_Given problem 1:_ Revise the Millikan Laboratory text, reproducing everything from "The two-story entrance" down to "animate the forms." with "floating staircase" changed to "open staircase".

_Article:_
Millikan Laboratory and Andrews Science Hall
EHDD
Grand Prize Winner 2018 Education Design Showcase
Project Information
Facility Use: Four-year Institution
Project Type: New Construction
Category: Academic Building/Science
Location: Claremont, CA
District/Inst.: Pomona College
Chief Administrator: Robert Robinson
Completion Date: June 2015
Gross Area: 74,868 sq. ft.
Area Per Student: 150 sq. ft.
Site Size: 1.65 acres
Current Enrollment: 1,600
Capacity: 496
Cost per Student: $120,967
Cost per Sq. Ft.: $801
Total Cost: $60,000,000
Millikan was accomplished by a collaborative design process that encouraged the building’s stakeholders, faculty, students, and staff from two distinctly different departments. The collaborative process allowed the vision and aspirations of each department to be realized collectively and individually resulting is an amazingly efficient and effective teaching and research learning environment. The design inspires current and future programs, teaching, and research facilities with active learning, labs, and collaborative spaces; creates central math and physic community hubs and breakout spaces; encourages accessibility between faculty and students through the location and layout of offices, classrooms, and labs; provides state-of-the-art facility that creates open and inviting areas for labs, shops, and a planetarium; provides a healthy environment through efficient HVAC, sunlight, and clean air.
The two-story entrance opens to an expansive lobby and floating staircase that physically unites the two departments. The entrance connects the shared spaces, including the Colloquium, the administrative offices, and the Active Hub and Student Collaborative spaces. The Active Hub and Student Collaborative spaces are fully glazed on the north and south, with skylights washing a Penrose feature wall. Daylighting enters from multiple directions, often washing surfaces or reflecting off sunshades to balance the light and animate the forms.

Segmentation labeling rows
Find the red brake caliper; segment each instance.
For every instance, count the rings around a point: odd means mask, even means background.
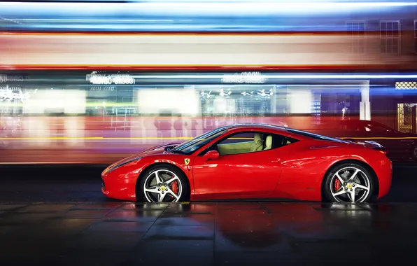
[[[174,176],[172,177],[174,178]],[[171,185],[171,190],[174,192],[175,195],[178,194],[178,185],[176,180],[172,183],[172,185]]]
[[[339,191],[341,186],[341,183],[340,183],[340,181],[339,181],[339,179],[336,179],[334,181],[334,192]]]

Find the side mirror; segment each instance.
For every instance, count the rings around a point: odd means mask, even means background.
[[[206,161],[208,161],[209,160],[215,160],[219,157],[220,157],[220,155],[217,150],[208,151],[206,154],[204,154],[204,155],[203,155],[203,158]]]

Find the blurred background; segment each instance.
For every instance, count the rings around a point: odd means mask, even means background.
[[[417,162],[417,3],[0,3],[0,162],[108,164],[225,125]]]

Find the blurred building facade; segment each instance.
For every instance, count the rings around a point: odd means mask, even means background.
[[[150,2],[0,6],[5,147],[118,154],[241,122],[417,133],[412,1]]]

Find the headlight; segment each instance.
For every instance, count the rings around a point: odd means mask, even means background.
[[[134,158],[133,159],[130,159],[130,160],[127,160],[126,162],[123,162],[122,163],[115,164],[115,165],[113,165],[113,166],[112,166],[111,167],[108,167],[108,169],[107,169],[107,170],[106,171],[106,172],[107,172],[107,173],[111,172],[112,172],[113,170],[115,170],[116,169],[120,168],[120,167],[121,167],[122,166],[125,166],[126,164],[129,164],[131,162],[138,161],[138,160],[141,160],[141,158],[142,158],[141,157],[136,157],[136,158]]]

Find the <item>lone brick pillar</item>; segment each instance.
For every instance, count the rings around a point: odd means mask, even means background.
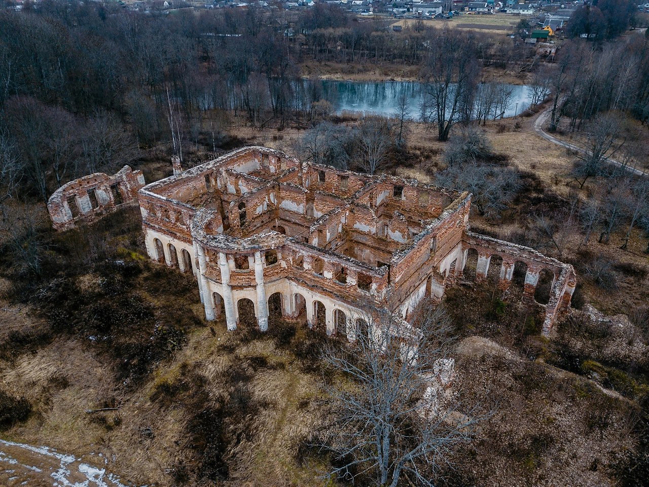
[[[173,175],[177,176],[182,172],[182,166],[180,166],[180,158],[177,155],[171,156],[171,167],[173,168]]]
[[[254,279],[257,282],[257,308],[259,310],[259,329],[268,329],[268,301],[266,301],[266,288],[263,285],[263,266],[262,264],[262,253],[254,253]]]
[[[210,294],[210,286],[207,282],[207,264],[205,261],[205,251],[201,244],[198,244],[199,272],[201,274],[201,287],[202,289],[203,306],[205,307],[205,319],[212,321],[214,319],[214,301]]]
[[[219,268],[221,269],[221,295],[223,297],[223,305],[225,307],[225,321],[228,330],[237,329],[237,318],[234,314],[234,300],[232,299],[232,288],[230,286],[230,268],[228,267],[228,260],[225,254],[219,253]]]

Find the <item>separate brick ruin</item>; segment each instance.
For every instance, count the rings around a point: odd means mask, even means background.
[[[175,162],[175,175],[139,192],[147,251],[193,273],[206,319],[225,318],[228,330],[306,320],[353,340],[387,310],[407,325],[422,300],[441,299],[461,279],[502,290],[516,282],[545,308],[545,334],[570,305],[572,267],[470,231],[469,193],[260,147],[184,171]],[[68,195],[92,206],[84,181],[55,194],[66,209],[51,209],[53,220],[66,217],[55,225],[71,222]]]
[[[144,186],[141,171],[125,166],[112,176],[95,173],[75,179],[56,190],[47,201],[47,211],[56,230],[67,230],[81,222],[92,223],[123,205],[138,201]]]

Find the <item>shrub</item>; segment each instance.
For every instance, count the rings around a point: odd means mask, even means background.
[[[29,417],[32,406],[24,397],[14,397],[0,390],[0,428],[10,428]]]

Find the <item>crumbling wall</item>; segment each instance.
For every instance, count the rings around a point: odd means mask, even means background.
[[[141,171],[125,166],[112,176],[95,173],[75,179],[56,190],[47,201],[55,230],[67,230],[79,223],[95,221],[119,206],[137,201],[144,186]]]

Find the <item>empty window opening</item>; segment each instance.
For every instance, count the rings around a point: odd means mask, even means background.
[[[164,260],[164,247],[162,245],[162,242],[158,238],[154,238],[153,245],[156,247],[156,260],[162,262]]]
[[[113,194],[113,201],[116,205],[121,205],[124,203],[124,198],[121,194],[121,187],[119,182],[110,185],[110,192]]]
[[[178,253],[176,247],[173,244],[169,244],[169,265],[171,267],[178,267]]]
[[[372,277],[367,274],[359,274],[357,284],[358,289],[369,292],[372,289]]]
[[[185,249],[180,251],[182,256],[182,271],[191,272],[191,256]]]
[[[349,188],[349,176],[339,176],[340,189],[341,191],[347,191]]]
[[[502,267],[502,257],[500,255],[492,255],[487,271],[487,280],[492,284],[498,284],[498,281],[500,280],[501,267]]]
[[[282,293],[273,293],[268,298],[268,318],[271,323],[281,321],[284,317],[282,301]]]
[[[88,190],[88,197],[90,200],[90,206],[92,206],[93,210],[96,210],[99,207],[99,201],[97,199],[97,192],[95,191],[95,188]]]
[[[250,261],[247,255],[234,256],[234,268],[239,270],[248,270],[250,269]]]
[[[458,259],[456,259],[450,263],[450,266],[448,266],[448,272],[447,273],[447,276],[455,275],[455,266],[456,265],[458,265]]]
[[[242,297],[237,301],[237,310],[239,319],[237,323],[247,327],[254,327],[257,324],[257,317],[254,312],[254,303],[247,297]]]
[[[430,201],[430,194],[424,191],[419,192],[419,205],[422,206],[427,206]]]
[[[334,325],[336,326],[336,333],[347,333],[347,316],[340,310],[336,310],[334,312]]]
[[[245,203],[241,201],[239,203],[239,224],[240,226],[243,227],[245,225],[246,219],[246,213],[245,213]]]
[[[514,264],[511,273],[511,284],[509,290],[513,293],[520,293],[525,290],[525,277],[527,275],[527,264],[517,260]]]
[[[467,260],[462,269],[462,275],[467,281],[476,280],[476,271],[478,269],[478,251],[469,249],[467,251]]]
[[[547,305],[550,302],[550,295],[554,284],[554,274],[552,271],[544,269],[539,274],[539,281],[534,290],[534,301],[539,305]]]
[[[326,327],[326,308],[320,301],[313,301],[313,319],[312,327],[316,330],[324,330]]]
[[[216,318],[223,316],[225,314],[225,303],[223,298],[219,293],[212,293],[212,299],[214,300],[214,315]]]
[[[387,223],[383,223],[381,225],[381,236],[387,237],[389,234],[389,224]]]
[[[265,255],[264,256],[266,260],[267,266],[272,266],[273,264],[277,264],[277,251],[276,250],[269,250],[266,251]]]
[[[313,262],[311,264],[311,269],[313,271],[314,274],[322,275],[324,268],[324,263],[323,262],[321,258],[316,258],[313,259]]]
[[[67,207],[70,208],[72,218],[76,218],[79,216],[79,206],[77,204],[77,198],[74,196],[69,196],[66,201],[67,202]]]
[[[295,316],[299,318],[306,311],[306,300],[301,294],[296,293],[293,295],[293,302],[295,303]]]
[[[361,318],[356,320],[356,338],[367,339],[369,338],[369,327],[367,322]]]
[[[347,284],[347,271],[344,267],[340,268],[340,269],[338,269],[338,271],[336,273],[336,280],[342,284]]]

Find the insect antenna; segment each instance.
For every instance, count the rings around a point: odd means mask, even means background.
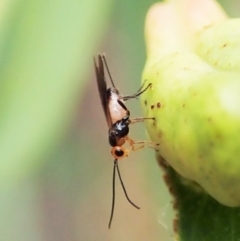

_Given problem 2:_ Copy out the segmentation rows verbatim, everything from the line containing "Find the blurred background;" down to the line containing "[[[417,162],[417,3],[0,3],[0,162],[108,164],[225,125]]]", both included.

_Exercise result 1:_
The two-story entrance opens to an expansive lobby and open staircase that physically unites the two departments. The entrance connects the shared spaces, including the Colloquium, the administrative offices, and the Active Hub and Student Collaborative spaces. The Active Hub and Student Collaborative spaces are fully glazed on the north and south, with skylights washing a Penrose feature wall. Daylighting enters from multiple directions, often washing surfaces or reflecting off sunshades to balance the light and animate the forms.

_Exercise result 2:_
Find the blurred background; segment each instance.
For every instance, count the rings around a point: odd means mask, even means background.
[[[417,162],[417,3],[0,3],[0,162],[108,164],[225,125]]]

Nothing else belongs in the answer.